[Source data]
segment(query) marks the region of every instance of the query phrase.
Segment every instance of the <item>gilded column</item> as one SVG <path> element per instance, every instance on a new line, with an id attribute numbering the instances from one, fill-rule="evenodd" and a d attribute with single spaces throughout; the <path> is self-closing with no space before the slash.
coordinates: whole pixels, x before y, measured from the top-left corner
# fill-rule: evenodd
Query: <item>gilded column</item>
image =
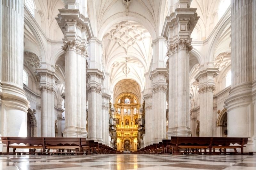
<path id="1" fill-rule="evenodd" d="M 167 136 L 189 136 L 189 55 L 190 35 L 199 17 L 189 1 L 177 1 L 167 17 L 162 35 L 167 39 L 169 57 L 169 127 Z"/>
<path id="2" fill-rule="evenodd" d="M 102 81 L 103 73 L 98 69 L 87 69 L 88 139 L 102 143 Z"/>
<path id="3" fill-rule="evenodd" d="M 252 98 L 252 57 L 254 50 L 252 0 L 232 0 L 231 4 L 231 90 L 225 102 L 228 114 L 228 136 L 251 138 L 253 135 Z M 254 28 L 254 30 L 253 28 Z M 253 83 L 252 83 L 253 84 Z M 255 94 L 252 89 L 253 96 Z M 256 151 L 254 139 L 244 150 Z"/>
<path id="4" fill-rule="evenodd" d="M 151 142 L 158 143 L 166 139 L 166 68 L 157 68 L 149 75 L 152 84 L 152 111 Z"/>
<path id="5" fill-rule="evenodd" d="M 2 104 L 0 134 L 27 136 L 29 102 L 23 90 L 23 1 L 2 0 L 0 63 Z"/>
<path id="6" fill-rule="evenodd" d="M 213 120 L 213 91 L 215 89 L 214 80 L 218 69 L 206 69 L 200 71 L 196 77 L 199 82 L 200 136 L 213 136 L 214 128 L 213 126 L 216 126 L 216 122 Z"/>

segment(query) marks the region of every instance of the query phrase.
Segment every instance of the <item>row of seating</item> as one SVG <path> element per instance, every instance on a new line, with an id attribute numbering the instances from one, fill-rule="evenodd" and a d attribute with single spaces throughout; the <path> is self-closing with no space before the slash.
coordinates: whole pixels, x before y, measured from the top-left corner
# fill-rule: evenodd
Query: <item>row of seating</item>
<path id="1" fill-rule="evenodd" d="M 38 155 L 121 153 L 108 146 L 93 140 L 86 140 L 84 138 L 2 137 L 1 138 L 4 146 L 6 147 L 6 152 L 0 152 L 1 154 L 16 154 L 17 149 L 29 149 L 28 151 L 18 152 L 18 154 L 21 152 L 23 154 Z M 13 149 L 12 153 L 10 153 L 10 148 Z"/>
<path id="2" fill-rule="evenodd" d="M 139 149 L 133 153 L 183 154 L 185 153 L 236 154 L 244 153 L 244 145 L 248 138 L 192 137 L 172 136 L 170 139 L 163 139 Z M 241 149 L 237 152 L 236 149 Z M 234 152 L 227 152 L 231 149 Z M 218 152 L 216 152 L 216 150 Z M 252 153 L 252 152 L 249 152 Z"/>

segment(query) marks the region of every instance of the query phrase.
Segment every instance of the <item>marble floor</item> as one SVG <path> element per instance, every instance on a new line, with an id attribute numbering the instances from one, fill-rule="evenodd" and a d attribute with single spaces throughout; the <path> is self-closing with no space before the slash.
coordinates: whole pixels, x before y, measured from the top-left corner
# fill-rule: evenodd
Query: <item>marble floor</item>
<path id="1" fill-rule="evenodd" d="M 0 169 L 256 170 L 256 155 L 0 155 Z"/>

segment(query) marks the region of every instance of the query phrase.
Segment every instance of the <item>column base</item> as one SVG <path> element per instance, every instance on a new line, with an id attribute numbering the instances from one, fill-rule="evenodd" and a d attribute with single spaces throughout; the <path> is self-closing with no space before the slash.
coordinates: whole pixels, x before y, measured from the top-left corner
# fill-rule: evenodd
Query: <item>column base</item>
<path id="1" fill-rule="evenodd" d="M 191 130 L 188 127 L 181 126 L 170 128 L 166 133 L 168 139 L 173 136 L 191 136 Z"/>
<path id="2" fill-rule="evenodd" d="M 65 138 L 87 138 L 88 133 L 85 128 L 75 126 L 69 126 L 63 131 Z"/>
<path id="3" fill-rule="evenodd" d="M 103 143 L 103 140 L 102 139 L 102 138 L 88 138 L 87 139 L 87 140 L 93 140 L 94 141 L 94 142 L 98 142 L 99 143 Z"/>
<path id="4" fill-rule="evenodd" d="M 166 138 L 155 138 L 153 139 L 151 141 L 151 143 L 150 143 L 148 145 L 151 145 L 153 144 L 158 144 L 159 142 L 162 142 L 163 141 L 163 139 L 166 139 Z"/>

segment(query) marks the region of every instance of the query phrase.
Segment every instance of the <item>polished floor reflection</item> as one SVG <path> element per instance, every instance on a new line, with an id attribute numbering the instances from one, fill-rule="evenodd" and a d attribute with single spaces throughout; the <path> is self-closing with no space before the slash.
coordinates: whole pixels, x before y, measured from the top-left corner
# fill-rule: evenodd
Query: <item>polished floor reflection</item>
<path id="1" fill-rule="evenodd" d="M 0 169 L 256 170 L 256 155 L 0 155 Z"/>

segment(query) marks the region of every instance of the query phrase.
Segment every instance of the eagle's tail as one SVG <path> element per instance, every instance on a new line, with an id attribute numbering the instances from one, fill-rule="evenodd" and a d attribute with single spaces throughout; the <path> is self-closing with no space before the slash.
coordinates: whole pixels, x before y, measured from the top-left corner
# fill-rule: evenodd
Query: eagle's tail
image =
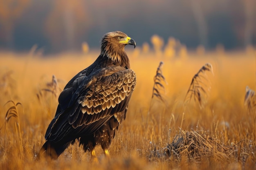
<path id="1" fill-rule="evenodd" d="M 49 157 L 53 159 L 56 159 L 71 143 L 71 142 L 69 142 L 63 144 L 46 141 L 40 149 L 36 159 L 38 160 L 42 157 Z"/>

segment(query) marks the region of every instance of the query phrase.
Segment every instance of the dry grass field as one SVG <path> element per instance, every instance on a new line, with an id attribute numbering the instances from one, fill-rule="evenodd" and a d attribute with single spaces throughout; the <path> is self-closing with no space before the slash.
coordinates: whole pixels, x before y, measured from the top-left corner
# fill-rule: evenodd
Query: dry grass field
<path id="1" fill-rule="evenodd" d="M 0 53 L 0 169 L 256 169 L 255 96 L 250 110 L 244 102 L 246 86 L 256 87 L 255 53 L 189 52 L 170 58 L 128 50 L 136 86 L 110 148 L 111 158 L 105 158 L 99 148 L 99 162 L 91 162 L 77 143 L 57 160 L 34 159 L 60 92 L 99 52 L 46 57 L 34 53 Z M 166 82 L 159 80 L 164 88 L 154 86 L 161 61 Z M 200 105 L 194 100 L 197 91 L 191 100 L 185 99 L 194 75 L 207 63 L 213 74 L 207 70 L 199 74 L 205 91 L 199 91 Z M 53 75 L 57 84 L 52 83 Z M 152 98 L 153 86 L 159 95 Z"/>

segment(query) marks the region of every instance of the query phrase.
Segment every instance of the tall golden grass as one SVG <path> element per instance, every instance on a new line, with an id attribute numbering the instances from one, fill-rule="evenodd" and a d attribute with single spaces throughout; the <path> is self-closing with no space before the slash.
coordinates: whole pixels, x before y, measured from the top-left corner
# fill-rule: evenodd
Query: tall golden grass
<path id="1" fill-rule="evenodd" d="M 92 163 L 89 154 L 85 154 L 76 143 L 56 161 L 36 161 L 34 159 L 45 141 L 45 131 L 55 114 L 58 88 L 63 89 L 74 75 L 90 64 L 99 52 L 66 53 L 45 58 L 2 53 L 0 169 L 256 168 L 256 113 L 244 104 L 246 87 L 255 89 L 255 54 L 213 52 L 198 57 L 188 52 L 186 57 L 170 58 L 162 55 L 155 57 L 155 53 L 149 52 L 145 54 L 141 51 L 136 57 L 132 51 L 128 50 L 127 53 L 137 74 L 137 83 L 126 119 L 110 146 L 111 159 L 105 159 L 99 149 L 96 151 L 100 161 Z M 165 93 L 161 93 L 165 102 L 157 97 L 152 99 L 153 78 L 161 61 L 164 63 L 161 74 L 168 83 L 164 84 Z M 193 101 L 185 106 L 183 101 L 191 79 L 207 63 L 211 64 L 214 75 L 208 75 L 211 88 L 204 106 L 200 108 Z M 186 133 L 187 136 L 182 136 Z M 154 151 L 162 150 L 164 153 L 168 149 L 171 150 L 171 144 L 177 137 L 185 139 L 189 135 L 193 137 L 182 143 L 186 149 L 181 152 L 185 154 L 178 157 L 173 151 L 158 157 L 152 154 Z M 201 143 L 196 140 L 204 137 L 209 137 L 210 140 Z M 198 143 L 198 150 L 203 152 L 204 146 L 211 140 L 216 148 L 220 148 L 218 150 L 231 147 L 235 148 L 236 155 L 231 157 L 223 155 L 223 152 L 212 152 L 214 150 L 207 150 L 206 155 L 200 152 L 193 157 L 189 154 L 192 150 L 188 146 Z"/>

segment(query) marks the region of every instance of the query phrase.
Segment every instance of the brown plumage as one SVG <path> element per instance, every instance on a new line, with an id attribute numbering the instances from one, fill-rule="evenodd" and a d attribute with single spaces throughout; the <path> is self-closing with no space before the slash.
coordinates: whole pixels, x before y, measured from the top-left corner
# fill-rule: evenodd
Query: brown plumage
<path id="1" fill-rule="evenodd" d="M 136 84 L 135 73 L 124 51 L 127 44 L 135 48 L 136 43 L 121 31 L 104 35 L 99 57 L 73 77 L 60 94 L 38 158 L 44 155 L 56 159 L 76 139 L 93 157 L 97 144 L 109 155 L 108 148 L 125 119 Z"/>

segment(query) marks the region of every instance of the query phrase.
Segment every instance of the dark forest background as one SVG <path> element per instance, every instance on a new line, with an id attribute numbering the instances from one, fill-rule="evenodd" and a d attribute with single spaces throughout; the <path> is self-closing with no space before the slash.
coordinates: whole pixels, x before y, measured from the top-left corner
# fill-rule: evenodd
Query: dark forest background
<path id="1" fill-rule="evenodd" d="M 256 45 L 255 0 L 0 0 L 0 49 L 34 45 L 45 53 L 98 49 L 106 33 L 119 30 L 137 45 L 153 35 L 189 49 Z"/>

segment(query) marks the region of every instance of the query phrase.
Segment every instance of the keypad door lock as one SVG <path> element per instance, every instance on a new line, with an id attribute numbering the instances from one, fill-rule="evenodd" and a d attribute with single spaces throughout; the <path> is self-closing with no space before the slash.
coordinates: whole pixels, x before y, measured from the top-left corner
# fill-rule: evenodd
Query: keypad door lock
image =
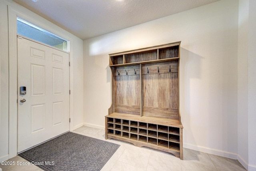
<path id="1" fill-rule="evenodd" d="M 20 94 L 24 95 L 26 93 L 26 87 L 20 87 Z"/>

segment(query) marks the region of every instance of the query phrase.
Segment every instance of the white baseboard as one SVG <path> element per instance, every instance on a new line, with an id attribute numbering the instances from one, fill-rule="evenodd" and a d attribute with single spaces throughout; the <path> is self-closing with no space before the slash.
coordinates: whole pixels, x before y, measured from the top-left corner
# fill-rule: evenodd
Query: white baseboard
<path id="1" fill-rule="evenodd" d="M 82 123 L 77 125 L 74 126 L 73 127 L 72 129 L 71 129 L 70 131 L 74 131 L 74 130 L 79 128 L 83 126 L 84 126 L 84 123 Z"/>
<path id="2" fill-rule="evenodd" d="M 100 129 L 105 129 L 105 127 L 104 126 L 92 124 L 88 123 L 84 123 L 84 125 L 94 128 Z"/>
<path id="3" fill-rule="evenodd" d="M 248 171 L 256 171 L 256 165 L 249 164 L 248 165 Z"/>
<path id="4" fill-rule="evenodd" d="M 0 157 L 0 161 L 6 161 L 6 160 L 9 159 L 9 155 L 4 155 L 3 156 Z M 1 170 L 0 170 L 1 171 Z"/>
<path id="5" fill-rule="evenodd" d="M 237 160 L 246 170 L 248 170 L 248 163 L 239 154 L 237 155 Z"/>

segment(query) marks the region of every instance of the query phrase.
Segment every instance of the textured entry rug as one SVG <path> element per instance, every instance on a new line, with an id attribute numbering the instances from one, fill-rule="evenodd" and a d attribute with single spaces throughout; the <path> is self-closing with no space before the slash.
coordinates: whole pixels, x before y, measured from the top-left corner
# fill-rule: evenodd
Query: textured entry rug
<path id="1" fill-rule="evenodd" d="M 69 132 L 18 155 L 45 171 L 99 171 L 120 146 Z"/>

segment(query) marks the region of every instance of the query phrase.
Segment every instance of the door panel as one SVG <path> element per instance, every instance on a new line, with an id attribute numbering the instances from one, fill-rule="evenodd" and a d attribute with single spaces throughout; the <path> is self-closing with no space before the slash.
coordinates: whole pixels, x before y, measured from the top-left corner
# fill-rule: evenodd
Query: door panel
<path id="1" fill-rule="evenodd" d="M 69 131 L 69 55 L 17 39 L 19 153 Z"/>

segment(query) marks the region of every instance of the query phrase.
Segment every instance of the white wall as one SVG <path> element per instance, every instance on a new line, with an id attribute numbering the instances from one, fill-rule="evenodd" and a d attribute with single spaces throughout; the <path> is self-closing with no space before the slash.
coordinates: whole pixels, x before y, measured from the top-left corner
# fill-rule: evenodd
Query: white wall
<path id="1" fill-rule="evenodd" d="M 248 165 L 248 19 L 249 0 L 240 0 L 238 49 L 238 154 Z M 248 167 L 248 166 L 247 166 Z"/>
<path id="2" fill-rule="evenodd" d="M 84 122 L 103 127 L 109 53 L 181 40 L 184 147 L 236 158 L 238 0 L 224 0 L 84 41 Z"/>
<path id="3" fill-rule="evenodd" d="M 250 0 L 248 27 L 248 151 L 249 171 L 256 171 L 256 1 Z"/>
<path id="4" fill-rule="evenodd" d="M 8 6 L 9 11 L 8 11 Z M 10 10 L 11 9 L 11 10 Z M 9 23 L 13 22 L 16 20 L 16 14 L 17 12 L 22 17 L 32 21 L 42 27 L 52 31 L 54 33 L 70 40 L 70 58 L 71 62 L 71 79 L 70 85 L 71 89 L 70 99 L 72 103 L 70 105 L 70 117 L 72 118 L 70 124 L 70 130 L 73 130 L 83 125 L 83 41 L 71 34 L 60 28 L 48 21 L 35 14 L 32 12 L 23 8 L 13 2 L 11 0 L 0 0 L 0 48 L 1 64 L 1 103 L 0 113 L 0 161 L 5 160 L 14 157 L 16 154 L 15 149 L 16 147 L 16 131 L 15 125 L 16 126 L 16 122 L 14 119 L 17 119 L 17 113 L 12 111 L 12 106 L 17 105 L 16 97 L 12 97 L 11 94 L 16 91 L 16 87 L 15 85 L 9 84 L 11 83 L 16 81 L 16 78 L 12 74 L 15 73 L 15 68 L 16 67 L 15 64 L 10 62 L 10 67 L 9 60 L 10 62 L 15 60 L 15 57 L 12 55 L 9 56 L 8 42 L 12 43 L 14 41 L 12 39 L 16 37 L 16 30 L 14 27 L 8 28 L 8 14 L 9 17 Z M 17 13 L 17 14 L 18 14 Z M 14 18 L 13 17 L 14 16 Z M 11 26 L 15 26 L 13 23 Z M 8 39 L 8 31 L 10 36 Z M 13 48 L 15 45 L 11 46 L 10 49 Z M 15 53 L 14 53 L 14 54 Z M 9 96 L 9 86 L 10 95 Z M 11 88 L 14 87 L 14 90 Z M 16 88 L 15 88 L 16 87 Z M 15 93 L 14 93 L 15 94 Z M 11 97 L 12 96 L 12 97 Z M 16 99 L 15 99 L 15 98 Z M 14 99 L 15 103 L 9 103 L 9 99 Z M 15 103 L 15 104 L 14 104 Z M 9 108 L 9 105 L 10 106 Z M 14 107 L 15 108 L 15 107 Z M 9 131 L 9 130 L 10 130 Z"/>

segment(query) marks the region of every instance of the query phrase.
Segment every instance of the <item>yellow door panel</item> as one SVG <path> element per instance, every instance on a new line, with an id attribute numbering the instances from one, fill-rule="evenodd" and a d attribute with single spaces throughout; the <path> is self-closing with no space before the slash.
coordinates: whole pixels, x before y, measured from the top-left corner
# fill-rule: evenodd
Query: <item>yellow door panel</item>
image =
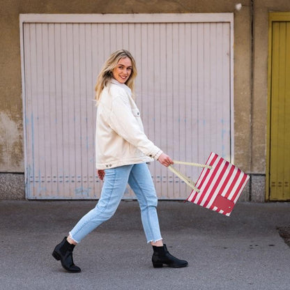
<path id="1" fill-rule="evenodd" d="M 290 200 L 290 21 L 273 21 L 271 29 L 268 197 L 286 201 Z"/>

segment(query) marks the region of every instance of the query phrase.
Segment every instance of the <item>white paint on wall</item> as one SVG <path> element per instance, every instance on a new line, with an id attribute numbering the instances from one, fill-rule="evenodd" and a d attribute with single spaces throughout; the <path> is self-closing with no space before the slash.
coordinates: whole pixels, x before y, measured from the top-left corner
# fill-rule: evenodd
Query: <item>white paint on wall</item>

Task directions: Rewrite the records from their start through the line containing "104 L 0 134" as a two-column CSV with the columns text and answer, one row per record. Put each field in quotes, turn its line breaks into spaces, and leave the pictures out.

Problem solution:
text,answer
"segment(query) marks the region of every instance of the query phrase. Segment every instance of the <item>gilded column</item> as one SVG <path> element per instance, every instance on a new line, with an id attribute numbering the instances from one, fill-rule=""evenodd"" and a d attribute with single spaces throughout; the <path> is self-closing with no space before the slash. coordinates: whole pixels, x before y, measured from the top-left corner # fill-rule: evenodd Query: <item>gilded column</item> image =","<path id=""1"" fill-rule=""evenodd"" d=""M 167 136 L 189 136 L 189 55 L 190 35 L 199 17 L 189 1 L 177 1 L 167 17 L 162 35 L 167 39 L 169 57 L 169 127 Z""/> <path id=""2"" fill-rule=""evenodd"" d=""M 102 81 L 103 73 L 98 69 L 87 69 L 88 139 L 102 143 Z""/> <path id=""3"" fill-rule=""evenodd"" d=""M 252 98 L 252 57 L 254 50 L 252 0 L 232 0 L 231 4 L 231 90 L 225 102 L 228 114 L 228 136 L 251 138 L 253 135 Z M 254 28 L 254 30 L 253 28 Z M 253 83 L 252 83 L 253 84 Z M 255 94 L 252 89 L 253 96 Z M 256 151 L 254 139 L 244 150 Z""/> <path id=""4"" fill-rule=""evenodd"" d=""M 151 142 L 158 143 L 166 139 L 166 68 L 157 68 L 149 75 L 152 84 L 152 111 Z""/> <path id=""5"" fill-rule=""evenodd"" d=""M 2 104 L 0 134 L 27 136 L 29 102 L 23 90 L 23 1 L 2 0 L 0 63 Z""/>"